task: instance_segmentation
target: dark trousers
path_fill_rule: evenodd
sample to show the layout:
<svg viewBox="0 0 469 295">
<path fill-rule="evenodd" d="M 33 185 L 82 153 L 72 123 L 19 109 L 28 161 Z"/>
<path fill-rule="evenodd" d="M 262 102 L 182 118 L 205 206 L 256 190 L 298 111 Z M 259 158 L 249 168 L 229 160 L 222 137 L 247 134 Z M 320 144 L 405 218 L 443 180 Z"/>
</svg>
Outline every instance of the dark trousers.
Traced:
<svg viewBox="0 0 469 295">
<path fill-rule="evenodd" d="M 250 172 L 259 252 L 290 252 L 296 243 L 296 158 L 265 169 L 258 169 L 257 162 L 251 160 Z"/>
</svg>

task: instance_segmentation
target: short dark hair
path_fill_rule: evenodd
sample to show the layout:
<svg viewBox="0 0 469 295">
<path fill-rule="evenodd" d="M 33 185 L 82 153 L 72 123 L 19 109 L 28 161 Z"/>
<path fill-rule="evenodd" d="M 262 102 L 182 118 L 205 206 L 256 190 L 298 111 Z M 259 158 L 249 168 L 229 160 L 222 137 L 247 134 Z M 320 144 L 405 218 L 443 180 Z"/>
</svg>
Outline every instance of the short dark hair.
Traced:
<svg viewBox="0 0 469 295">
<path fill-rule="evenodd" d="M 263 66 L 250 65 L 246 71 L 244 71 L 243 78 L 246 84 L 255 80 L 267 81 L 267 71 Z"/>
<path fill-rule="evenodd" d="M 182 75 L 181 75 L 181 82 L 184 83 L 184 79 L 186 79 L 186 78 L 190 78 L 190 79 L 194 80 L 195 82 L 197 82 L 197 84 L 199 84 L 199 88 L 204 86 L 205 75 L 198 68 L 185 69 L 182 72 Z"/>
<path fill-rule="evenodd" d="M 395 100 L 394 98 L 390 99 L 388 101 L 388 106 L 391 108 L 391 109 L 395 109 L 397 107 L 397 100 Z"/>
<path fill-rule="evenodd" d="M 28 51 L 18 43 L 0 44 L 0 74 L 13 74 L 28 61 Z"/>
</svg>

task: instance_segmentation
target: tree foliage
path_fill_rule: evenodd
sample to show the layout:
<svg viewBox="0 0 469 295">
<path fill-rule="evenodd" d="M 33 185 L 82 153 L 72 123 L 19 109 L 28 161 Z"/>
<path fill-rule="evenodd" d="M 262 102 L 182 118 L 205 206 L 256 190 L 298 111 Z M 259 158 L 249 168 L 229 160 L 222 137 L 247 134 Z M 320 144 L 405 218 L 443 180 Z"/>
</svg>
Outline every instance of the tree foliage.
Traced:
----
» **REQUIRED ACTION**: Only the lines containing the string "Outline" are needed; pull them out of the records.

» **FINAL ANSWER**:
Outline every instance of the dark trousers.
Outline every instance of the short dark hair.
Outline every instance of the tree foliage.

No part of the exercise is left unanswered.